▶ **EXERCISE OBJECTIVE**
Rescale the stretch of records from the line containing "Spot the plastic bowl" through the end of the records, and reproduce all of those lines, requests included. Multiply every coordinate in the answers by 0.75 and round to whole numbers, rounding halves up.

▶ **EXTRACTED INFORMATION**
= = = = =
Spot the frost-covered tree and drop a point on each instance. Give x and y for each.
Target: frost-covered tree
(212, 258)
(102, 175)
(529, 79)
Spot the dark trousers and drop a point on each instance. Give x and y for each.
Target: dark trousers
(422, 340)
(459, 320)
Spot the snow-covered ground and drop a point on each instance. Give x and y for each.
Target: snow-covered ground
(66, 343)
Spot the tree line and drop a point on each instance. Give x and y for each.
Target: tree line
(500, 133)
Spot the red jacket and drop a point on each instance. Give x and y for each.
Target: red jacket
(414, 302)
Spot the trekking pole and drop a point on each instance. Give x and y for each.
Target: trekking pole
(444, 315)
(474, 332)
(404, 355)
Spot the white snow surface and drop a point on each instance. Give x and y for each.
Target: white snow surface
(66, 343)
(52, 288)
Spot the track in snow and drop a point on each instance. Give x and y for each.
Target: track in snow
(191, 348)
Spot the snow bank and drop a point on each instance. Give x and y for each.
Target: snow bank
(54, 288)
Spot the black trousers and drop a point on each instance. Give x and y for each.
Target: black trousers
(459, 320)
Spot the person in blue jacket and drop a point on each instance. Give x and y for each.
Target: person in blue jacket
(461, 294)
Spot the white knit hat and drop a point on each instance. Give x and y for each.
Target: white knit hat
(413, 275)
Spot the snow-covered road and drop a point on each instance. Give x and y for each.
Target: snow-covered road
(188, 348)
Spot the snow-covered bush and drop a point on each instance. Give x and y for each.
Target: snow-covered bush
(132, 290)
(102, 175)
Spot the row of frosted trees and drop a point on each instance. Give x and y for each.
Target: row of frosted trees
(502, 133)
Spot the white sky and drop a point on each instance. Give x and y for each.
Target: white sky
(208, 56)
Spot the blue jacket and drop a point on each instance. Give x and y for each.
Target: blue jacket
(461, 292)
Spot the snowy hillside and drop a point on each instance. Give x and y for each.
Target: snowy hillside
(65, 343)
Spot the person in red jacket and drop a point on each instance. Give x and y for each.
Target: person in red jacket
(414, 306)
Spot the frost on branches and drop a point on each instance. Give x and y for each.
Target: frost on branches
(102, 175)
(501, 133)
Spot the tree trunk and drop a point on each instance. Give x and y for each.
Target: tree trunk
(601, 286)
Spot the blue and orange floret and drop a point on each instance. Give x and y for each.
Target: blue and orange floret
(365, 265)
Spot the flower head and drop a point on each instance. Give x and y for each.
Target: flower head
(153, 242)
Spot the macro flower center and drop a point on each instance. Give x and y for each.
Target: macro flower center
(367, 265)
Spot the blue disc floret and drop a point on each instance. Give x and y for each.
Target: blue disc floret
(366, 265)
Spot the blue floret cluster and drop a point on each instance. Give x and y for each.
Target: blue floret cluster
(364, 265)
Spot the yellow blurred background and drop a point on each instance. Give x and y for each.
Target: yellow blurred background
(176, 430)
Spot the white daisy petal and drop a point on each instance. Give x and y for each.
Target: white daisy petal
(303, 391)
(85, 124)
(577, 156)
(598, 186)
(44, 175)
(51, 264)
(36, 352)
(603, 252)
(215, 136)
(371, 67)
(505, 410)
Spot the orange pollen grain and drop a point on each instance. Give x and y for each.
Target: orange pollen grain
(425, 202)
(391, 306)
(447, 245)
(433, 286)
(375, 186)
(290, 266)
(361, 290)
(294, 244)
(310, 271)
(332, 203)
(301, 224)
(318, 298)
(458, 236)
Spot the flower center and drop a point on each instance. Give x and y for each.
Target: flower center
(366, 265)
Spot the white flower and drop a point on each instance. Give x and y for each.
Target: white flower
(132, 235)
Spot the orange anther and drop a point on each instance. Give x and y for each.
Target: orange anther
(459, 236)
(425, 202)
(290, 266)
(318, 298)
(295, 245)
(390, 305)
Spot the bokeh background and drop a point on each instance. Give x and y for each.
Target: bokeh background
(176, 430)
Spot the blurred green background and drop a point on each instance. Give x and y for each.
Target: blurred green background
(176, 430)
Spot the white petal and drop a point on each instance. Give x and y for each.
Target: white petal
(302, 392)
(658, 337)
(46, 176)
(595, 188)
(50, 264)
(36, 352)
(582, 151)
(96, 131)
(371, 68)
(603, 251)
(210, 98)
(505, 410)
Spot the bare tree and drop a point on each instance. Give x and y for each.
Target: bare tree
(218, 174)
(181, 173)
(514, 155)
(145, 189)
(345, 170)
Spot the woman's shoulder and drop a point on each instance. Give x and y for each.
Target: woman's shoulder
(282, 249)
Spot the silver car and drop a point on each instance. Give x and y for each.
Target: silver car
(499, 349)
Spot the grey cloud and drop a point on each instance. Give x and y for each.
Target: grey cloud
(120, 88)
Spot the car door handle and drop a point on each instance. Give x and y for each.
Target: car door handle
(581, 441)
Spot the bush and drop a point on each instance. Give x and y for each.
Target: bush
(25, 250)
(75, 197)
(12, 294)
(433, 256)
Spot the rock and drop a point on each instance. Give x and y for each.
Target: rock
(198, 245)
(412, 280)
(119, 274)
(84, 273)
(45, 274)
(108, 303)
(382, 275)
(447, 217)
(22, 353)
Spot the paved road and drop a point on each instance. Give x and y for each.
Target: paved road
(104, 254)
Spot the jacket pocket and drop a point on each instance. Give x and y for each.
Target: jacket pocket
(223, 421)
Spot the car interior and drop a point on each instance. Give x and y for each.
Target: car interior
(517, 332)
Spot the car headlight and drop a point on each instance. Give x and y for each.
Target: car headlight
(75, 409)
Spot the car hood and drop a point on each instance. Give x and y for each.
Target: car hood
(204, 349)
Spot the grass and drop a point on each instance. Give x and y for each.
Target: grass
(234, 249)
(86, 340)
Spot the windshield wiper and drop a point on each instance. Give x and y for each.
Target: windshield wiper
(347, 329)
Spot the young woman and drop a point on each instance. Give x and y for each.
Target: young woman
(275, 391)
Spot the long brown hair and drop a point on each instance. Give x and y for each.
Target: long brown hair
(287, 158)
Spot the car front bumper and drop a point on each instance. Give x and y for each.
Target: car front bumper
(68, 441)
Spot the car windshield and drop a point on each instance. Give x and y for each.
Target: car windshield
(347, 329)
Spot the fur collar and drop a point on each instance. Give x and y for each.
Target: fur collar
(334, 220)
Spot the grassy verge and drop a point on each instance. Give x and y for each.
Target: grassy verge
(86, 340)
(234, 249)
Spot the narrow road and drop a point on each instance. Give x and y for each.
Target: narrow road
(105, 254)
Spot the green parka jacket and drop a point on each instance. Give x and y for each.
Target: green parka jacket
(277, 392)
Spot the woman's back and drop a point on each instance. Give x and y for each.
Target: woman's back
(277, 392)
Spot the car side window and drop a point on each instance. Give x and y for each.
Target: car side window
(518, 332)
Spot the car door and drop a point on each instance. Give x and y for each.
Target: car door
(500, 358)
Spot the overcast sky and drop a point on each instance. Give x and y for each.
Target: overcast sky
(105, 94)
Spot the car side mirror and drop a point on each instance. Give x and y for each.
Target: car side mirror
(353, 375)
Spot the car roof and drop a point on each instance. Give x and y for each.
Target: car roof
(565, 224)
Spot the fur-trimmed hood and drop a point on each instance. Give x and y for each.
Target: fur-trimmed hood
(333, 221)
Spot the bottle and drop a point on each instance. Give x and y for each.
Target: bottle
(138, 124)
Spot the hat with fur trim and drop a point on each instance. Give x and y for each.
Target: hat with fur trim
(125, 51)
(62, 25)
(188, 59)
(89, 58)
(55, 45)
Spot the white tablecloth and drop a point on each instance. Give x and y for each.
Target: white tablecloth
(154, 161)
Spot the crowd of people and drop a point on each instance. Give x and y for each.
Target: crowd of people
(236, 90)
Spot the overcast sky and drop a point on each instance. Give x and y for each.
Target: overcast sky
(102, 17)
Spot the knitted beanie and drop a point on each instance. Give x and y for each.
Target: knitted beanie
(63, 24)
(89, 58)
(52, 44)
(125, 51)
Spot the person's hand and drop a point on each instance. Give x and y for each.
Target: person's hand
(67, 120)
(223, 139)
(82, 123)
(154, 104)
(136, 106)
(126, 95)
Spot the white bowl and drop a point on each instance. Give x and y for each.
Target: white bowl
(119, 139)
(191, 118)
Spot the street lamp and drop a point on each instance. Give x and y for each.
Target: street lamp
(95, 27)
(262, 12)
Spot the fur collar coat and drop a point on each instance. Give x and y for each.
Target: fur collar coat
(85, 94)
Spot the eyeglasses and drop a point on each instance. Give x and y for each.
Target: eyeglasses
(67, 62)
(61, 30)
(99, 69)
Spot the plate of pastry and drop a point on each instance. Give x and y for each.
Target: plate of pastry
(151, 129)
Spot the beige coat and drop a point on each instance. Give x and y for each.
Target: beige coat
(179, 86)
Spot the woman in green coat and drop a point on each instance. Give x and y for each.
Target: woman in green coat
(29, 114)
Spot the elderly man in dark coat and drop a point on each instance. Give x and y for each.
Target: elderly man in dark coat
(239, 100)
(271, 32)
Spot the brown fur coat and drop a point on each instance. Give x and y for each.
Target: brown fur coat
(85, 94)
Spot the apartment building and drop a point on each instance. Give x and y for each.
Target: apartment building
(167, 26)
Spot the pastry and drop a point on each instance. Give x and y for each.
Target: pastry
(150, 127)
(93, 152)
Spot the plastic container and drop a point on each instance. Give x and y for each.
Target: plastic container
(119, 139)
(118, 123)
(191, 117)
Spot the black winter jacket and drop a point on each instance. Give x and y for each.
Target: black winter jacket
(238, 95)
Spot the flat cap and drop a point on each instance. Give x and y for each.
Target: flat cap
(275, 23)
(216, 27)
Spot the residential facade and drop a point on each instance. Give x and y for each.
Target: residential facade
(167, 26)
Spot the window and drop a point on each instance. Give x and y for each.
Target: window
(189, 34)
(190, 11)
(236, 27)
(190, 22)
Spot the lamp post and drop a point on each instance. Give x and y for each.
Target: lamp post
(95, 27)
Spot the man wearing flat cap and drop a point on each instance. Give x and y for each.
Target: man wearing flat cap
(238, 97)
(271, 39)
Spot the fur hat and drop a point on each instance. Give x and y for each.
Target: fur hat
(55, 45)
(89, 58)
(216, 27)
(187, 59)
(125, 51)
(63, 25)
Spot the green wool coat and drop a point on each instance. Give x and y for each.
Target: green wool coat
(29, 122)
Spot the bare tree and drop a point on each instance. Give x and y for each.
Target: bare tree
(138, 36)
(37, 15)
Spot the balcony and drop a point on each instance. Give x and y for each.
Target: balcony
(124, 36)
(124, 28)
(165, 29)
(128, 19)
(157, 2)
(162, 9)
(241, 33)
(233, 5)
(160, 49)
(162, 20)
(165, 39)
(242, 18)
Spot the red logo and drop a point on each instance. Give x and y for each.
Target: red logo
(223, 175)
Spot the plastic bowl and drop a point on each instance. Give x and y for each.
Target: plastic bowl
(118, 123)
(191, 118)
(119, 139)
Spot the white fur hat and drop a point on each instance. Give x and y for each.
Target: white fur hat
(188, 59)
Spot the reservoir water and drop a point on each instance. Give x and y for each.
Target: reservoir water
= = = = =
▶ **RESULT**
Spot the plastic bowl and drop a point on each instance. Give x and y for each.
Target: plastic bowl
(89, 92)
(143, 89)
(89, 104)
Spot the white fur hat and drop a point on each instance. Give x and y for each.
Target: white fur hat
(141, 44)
Spot the reservoir water and drop a point on each instance. Give x and y for each.
Target: reservoir water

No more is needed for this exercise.